Rewrite the items from the line with "Where can you spot the roof" up to and including the line with "Where can you spot the crumbling", putting "pin" wherever "dot" appears and leaving everything else unchanged.

--- Start The data ---

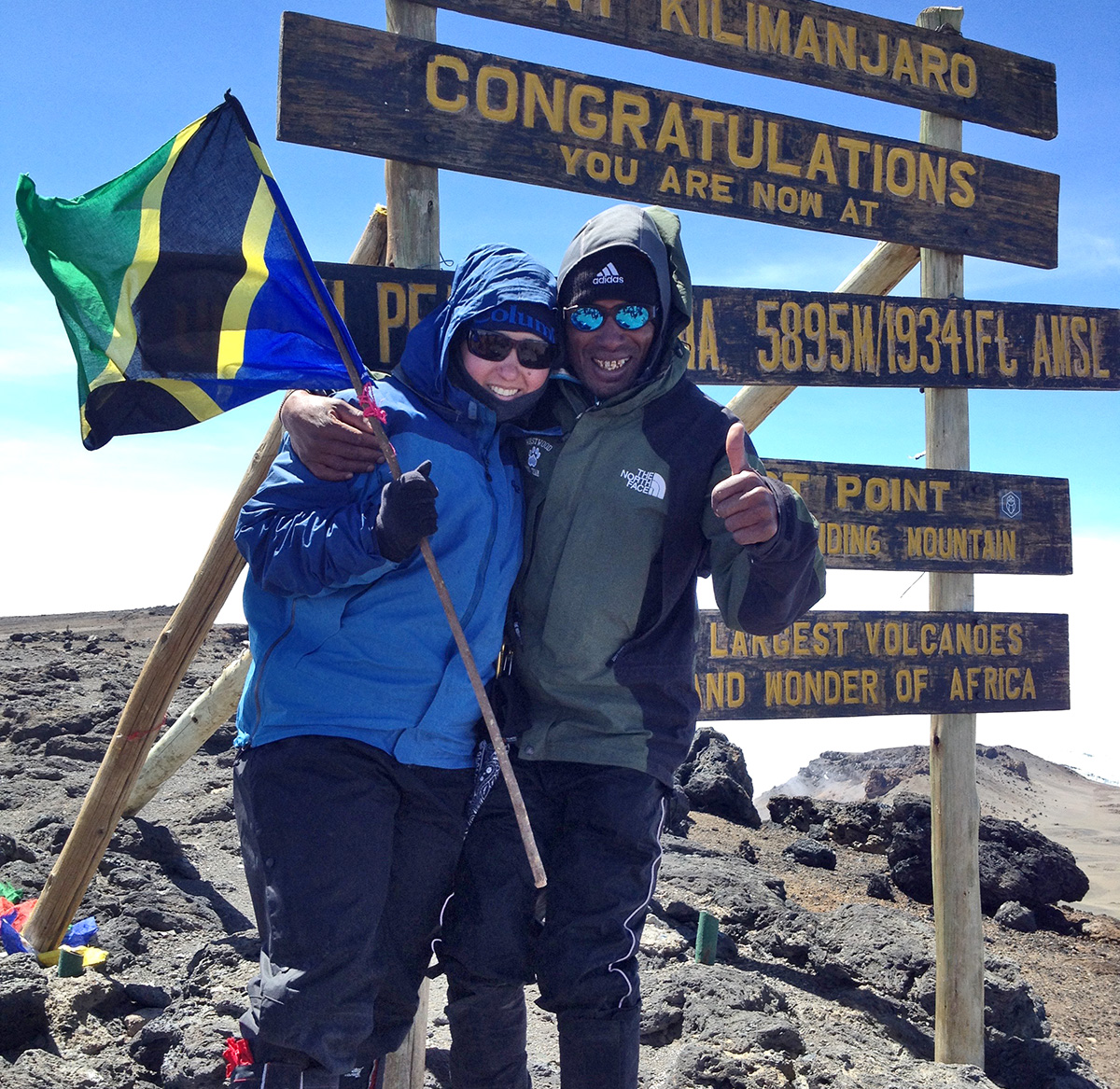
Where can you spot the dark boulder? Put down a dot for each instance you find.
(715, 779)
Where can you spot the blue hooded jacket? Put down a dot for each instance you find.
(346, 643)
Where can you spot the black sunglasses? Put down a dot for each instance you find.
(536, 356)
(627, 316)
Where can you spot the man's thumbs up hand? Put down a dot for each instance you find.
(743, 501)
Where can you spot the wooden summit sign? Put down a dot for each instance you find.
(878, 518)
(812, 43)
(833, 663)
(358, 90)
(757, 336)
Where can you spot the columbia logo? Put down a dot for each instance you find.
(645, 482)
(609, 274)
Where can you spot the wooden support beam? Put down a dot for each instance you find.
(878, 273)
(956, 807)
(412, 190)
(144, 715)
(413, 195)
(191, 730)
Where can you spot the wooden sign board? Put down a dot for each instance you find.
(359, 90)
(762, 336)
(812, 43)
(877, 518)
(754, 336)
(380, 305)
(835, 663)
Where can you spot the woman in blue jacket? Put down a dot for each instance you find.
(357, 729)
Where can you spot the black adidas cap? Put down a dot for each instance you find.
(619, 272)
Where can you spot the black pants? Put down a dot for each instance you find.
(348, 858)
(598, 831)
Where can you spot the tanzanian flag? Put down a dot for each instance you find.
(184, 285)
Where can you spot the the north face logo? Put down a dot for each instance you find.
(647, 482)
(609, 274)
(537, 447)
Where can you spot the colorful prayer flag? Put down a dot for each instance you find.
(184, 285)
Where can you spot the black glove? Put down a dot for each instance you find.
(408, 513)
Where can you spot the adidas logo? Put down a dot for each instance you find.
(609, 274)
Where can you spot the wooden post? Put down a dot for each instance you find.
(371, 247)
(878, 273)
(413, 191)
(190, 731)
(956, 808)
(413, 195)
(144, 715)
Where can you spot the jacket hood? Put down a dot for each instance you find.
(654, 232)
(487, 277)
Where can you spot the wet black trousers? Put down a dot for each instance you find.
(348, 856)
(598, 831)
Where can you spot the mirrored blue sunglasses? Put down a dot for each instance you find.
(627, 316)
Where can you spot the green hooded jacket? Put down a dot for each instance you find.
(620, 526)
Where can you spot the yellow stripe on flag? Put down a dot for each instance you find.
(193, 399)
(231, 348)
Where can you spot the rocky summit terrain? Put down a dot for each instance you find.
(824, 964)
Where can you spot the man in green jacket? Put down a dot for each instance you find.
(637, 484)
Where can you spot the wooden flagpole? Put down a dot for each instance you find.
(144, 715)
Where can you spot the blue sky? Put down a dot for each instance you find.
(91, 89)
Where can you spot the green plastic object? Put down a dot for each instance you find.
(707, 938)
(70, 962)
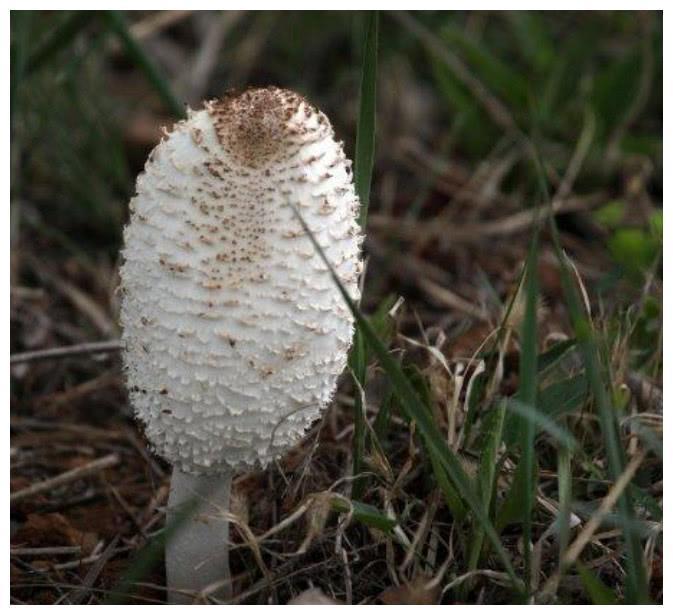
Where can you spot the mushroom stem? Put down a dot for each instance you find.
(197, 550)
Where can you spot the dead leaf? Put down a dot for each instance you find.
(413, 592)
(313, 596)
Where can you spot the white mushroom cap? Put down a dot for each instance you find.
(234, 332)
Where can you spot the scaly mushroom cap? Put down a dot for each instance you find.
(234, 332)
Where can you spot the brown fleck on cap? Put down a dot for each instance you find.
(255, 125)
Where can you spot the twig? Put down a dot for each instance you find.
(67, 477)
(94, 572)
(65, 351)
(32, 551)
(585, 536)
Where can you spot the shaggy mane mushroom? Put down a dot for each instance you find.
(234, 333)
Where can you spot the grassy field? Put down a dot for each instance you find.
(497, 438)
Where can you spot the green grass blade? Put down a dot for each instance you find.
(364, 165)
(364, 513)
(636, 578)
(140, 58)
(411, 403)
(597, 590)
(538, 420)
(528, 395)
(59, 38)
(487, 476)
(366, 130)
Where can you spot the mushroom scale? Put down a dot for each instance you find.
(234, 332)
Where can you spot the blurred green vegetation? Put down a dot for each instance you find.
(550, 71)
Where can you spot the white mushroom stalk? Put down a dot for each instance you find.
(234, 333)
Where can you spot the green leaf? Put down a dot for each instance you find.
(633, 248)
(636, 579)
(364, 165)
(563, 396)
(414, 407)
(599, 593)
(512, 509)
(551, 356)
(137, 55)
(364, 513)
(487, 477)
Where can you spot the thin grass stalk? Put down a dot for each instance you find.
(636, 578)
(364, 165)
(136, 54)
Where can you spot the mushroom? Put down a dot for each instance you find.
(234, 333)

--- End The data ---
--- Start The data ---

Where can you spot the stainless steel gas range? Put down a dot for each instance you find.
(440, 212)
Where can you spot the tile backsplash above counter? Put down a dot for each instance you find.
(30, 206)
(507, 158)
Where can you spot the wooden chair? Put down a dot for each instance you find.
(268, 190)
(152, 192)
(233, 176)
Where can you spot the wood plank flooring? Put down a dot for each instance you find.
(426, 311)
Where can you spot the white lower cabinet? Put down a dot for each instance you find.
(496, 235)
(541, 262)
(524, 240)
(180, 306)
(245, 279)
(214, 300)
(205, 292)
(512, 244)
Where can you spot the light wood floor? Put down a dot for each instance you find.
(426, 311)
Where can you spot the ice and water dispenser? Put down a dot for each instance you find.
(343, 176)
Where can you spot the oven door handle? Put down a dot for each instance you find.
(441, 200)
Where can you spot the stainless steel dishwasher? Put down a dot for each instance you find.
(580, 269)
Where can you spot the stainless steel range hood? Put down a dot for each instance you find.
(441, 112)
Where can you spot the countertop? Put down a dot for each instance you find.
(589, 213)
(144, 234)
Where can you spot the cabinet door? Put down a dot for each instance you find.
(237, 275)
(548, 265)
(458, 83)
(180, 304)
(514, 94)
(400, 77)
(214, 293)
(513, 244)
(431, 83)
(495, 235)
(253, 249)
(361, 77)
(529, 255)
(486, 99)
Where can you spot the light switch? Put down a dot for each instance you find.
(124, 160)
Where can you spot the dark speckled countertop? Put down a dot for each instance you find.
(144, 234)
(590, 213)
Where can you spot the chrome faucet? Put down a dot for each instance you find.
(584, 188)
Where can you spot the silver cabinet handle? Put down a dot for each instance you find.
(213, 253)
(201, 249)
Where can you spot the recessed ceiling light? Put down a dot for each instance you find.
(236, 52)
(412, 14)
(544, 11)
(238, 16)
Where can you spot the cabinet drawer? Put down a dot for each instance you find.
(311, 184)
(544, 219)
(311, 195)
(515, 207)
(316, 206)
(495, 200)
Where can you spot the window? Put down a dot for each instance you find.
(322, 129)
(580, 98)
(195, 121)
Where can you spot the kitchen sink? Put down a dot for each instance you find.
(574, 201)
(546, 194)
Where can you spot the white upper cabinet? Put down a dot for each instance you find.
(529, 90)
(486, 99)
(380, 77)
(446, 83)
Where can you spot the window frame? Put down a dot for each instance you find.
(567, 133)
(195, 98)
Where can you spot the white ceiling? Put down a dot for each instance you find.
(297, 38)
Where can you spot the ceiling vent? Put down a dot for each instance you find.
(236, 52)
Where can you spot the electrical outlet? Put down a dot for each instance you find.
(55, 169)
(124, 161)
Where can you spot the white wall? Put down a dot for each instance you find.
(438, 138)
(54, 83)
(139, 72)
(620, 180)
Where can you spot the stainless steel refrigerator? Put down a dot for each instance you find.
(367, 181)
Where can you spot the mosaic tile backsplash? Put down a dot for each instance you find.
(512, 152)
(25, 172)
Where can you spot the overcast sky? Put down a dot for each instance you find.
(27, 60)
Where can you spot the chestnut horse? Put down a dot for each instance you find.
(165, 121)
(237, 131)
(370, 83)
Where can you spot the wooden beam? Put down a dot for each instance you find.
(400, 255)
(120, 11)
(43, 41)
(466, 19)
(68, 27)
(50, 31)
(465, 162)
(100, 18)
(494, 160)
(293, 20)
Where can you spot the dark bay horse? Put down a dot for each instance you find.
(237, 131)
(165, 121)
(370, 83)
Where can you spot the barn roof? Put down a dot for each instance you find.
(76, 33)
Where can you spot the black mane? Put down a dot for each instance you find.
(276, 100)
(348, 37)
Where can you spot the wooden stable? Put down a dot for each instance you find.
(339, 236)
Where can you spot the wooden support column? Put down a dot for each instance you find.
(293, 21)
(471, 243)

--- End The data ---
--- Start The data ---

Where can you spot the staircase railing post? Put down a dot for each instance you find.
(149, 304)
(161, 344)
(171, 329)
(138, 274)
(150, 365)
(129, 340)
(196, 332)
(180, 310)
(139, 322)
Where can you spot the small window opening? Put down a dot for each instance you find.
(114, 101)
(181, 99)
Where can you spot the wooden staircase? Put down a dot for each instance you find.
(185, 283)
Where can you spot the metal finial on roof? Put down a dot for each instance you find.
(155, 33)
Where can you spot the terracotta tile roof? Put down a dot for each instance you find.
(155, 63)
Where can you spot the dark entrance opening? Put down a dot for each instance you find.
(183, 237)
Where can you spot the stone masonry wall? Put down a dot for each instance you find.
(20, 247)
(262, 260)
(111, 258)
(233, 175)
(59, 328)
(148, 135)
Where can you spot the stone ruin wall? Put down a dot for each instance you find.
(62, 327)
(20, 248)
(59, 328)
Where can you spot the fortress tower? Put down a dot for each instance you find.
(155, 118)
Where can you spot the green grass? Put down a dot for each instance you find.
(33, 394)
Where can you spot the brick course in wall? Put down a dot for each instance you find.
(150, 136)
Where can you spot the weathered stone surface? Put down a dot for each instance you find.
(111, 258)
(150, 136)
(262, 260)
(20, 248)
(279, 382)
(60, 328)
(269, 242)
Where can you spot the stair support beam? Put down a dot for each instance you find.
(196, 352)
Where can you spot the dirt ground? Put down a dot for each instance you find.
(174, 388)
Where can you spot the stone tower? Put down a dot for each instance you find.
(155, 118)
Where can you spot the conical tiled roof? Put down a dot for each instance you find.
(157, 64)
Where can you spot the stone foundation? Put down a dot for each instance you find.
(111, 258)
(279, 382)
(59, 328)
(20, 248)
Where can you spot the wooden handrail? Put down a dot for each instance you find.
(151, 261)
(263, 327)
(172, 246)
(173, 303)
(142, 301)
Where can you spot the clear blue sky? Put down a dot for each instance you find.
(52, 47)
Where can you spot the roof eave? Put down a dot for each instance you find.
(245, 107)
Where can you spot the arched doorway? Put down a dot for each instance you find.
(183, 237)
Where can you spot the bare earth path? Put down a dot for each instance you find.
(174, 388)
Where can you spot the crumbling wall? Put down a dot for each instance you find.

--- End The data ---

Task answer »
Where can you spot the roof eave? Put down a pin for each instance you find.
(245, 107)
Where can you spot the arched doorway? Put down a pin for each instance you find.
(183, 237)
Where can you spot the bare earth path? Put down a pin for each instance you find.
(174, 388)
Where can you spot the crumbling wall? Put down a pin for each instance you find.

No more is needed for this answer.